*GOAL*
Write out the whole listing, matching it exactly.

------------------------------------

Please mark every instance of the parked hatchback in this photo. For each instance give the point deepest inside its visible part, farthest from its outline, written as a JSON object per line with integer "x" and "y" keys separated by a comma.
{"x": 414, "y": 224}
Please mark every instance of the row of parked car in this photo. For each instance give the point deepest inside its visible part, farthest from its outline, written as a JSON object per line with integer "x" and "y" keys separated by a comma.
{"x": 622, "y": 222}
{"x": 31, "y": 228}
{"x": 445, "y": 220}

------------------------------------

*SOLUTION TO THE EXERCISE*
Please mark every instance of the parked hatchback in this photo. For each instance give the point deepest inside its visible part, farthest from its outline, written as a JSON object per line with integer "x" and "y" keys separated by a comma.
{"x": 414, "y": 224}
Please mark every instance of the row of parked car in this photo. For each instance give the point deepest inside its visible part, farthest from its outline, written as a JSON object per line with integer "x" and "y" keys separated by a comma.
{"x": 622, "y": 222}
{"x": 31, "y": 228}
{"x": 445, "y": 220}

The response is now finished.